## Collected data
____

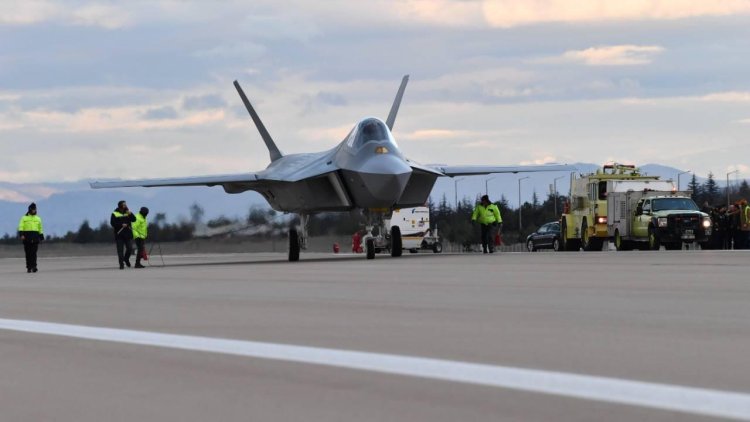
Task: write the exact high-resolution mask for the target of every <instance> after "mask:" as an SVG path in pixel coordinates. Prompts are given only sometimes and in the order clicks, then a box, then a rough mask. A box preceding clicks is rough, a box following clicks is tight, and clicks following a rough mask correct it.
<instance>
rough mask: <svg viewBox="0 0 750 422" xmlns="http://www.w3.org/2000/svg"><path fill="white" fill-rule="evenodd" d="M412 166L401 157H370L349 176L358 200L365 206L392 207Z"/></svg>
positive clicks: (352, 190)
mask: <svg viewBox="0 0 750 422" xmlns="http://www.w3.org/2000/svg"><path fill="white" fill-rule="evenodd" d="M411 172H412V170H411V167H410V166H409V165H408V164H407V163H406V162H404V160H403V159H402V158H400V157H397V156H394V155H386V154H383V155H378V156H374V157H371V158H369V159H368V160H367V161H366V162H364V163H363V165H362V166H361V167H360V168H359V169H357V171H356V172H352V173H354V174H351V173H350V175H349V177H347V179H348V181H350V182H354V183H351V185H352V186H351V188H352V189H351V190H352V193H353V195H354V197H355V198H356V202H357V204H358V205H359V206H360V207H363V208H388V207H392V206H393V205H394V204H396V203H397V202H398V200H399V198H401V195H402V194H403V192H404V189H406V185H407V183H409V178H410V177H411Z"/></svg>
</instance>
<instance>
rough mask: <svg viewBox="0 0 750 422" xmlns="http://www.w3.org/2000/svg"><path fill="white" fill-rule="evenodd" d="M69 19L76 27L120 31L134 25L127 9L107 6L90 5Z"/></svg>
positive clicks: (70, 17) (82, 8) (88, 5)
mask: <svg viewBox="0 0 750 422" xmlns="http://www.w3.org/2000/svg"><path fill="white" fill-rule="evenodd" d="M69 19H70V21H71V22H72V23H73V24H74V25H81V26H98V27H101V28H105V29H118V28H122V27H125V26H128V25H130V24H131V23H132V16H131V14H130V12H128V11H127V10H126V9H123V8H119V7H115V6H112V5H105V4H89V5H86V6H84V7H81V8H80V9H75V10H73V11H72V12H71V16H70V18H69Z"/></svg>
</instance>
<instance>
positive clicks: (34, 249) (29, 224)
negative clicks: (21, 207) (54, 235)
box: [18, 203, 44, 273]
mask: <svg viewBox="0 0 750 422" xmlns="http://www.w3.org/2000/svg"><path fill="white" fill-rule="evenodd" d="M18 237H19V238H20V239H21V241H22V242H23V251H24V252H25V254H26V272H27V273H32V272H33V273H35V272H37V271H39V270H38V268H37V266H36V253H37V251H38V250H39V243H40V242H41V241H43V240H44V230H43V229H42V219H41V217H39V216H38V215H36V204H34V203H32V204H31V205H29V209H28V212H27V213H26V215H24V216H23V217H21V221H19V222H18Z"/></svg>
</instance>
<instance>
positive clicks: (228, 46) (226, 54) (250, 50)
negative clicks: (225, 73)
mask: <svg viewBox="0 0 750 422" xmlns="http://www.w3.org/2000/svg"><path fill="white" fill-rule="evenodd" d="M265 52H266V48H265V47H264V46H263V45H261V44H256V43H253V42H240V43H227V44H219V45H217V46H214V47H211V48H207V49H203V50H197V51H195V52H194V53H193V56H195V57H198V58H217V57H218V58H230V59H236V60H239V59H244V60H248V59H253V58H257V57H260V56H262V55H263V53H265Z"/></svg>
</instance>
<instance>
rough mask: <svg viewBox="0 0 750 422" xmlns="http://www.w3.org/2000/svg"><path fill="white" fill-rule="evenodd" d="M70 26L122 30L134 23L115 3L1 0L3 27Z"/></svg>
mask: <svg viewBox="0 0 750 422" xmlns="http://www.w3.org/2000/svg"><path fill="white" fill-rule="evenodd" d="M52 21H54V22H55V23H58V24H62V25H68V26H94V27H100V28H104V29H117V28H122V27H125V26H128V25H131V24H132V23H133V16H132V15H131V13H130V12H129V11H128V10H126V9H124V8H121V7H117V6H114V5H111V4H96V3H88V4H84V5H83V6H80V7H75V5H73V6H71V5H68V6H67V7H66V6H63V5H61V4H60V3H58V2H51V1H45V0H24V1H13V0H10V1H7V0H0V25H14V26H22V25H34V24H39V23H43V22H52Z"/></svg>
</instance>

____

## Your task
Copy the records above from the first line through the line containing "166L401 157H370L349 176L358", both included, and leave out any pictures.

## Solution
Task: write the exact high-resolution mask for the target of every <instance> after "mask:" as an SVG path in pixel coordinates. Prompts are given only sometimes and in the order clicks, then a box, then a rough mask. A box preceding clicks is rough, a box following clicks is tight, and clicks following a rough mask correct it.
<instance>
rough mask: <svg viewBox="0 0 750 422" xmlns="http://www.w3.org/2000/svg"><path fill="white" fill-rule="evenodd" d="M412 166L401 157H370L349 176L358 200L365 206L392 207Z"/></svg>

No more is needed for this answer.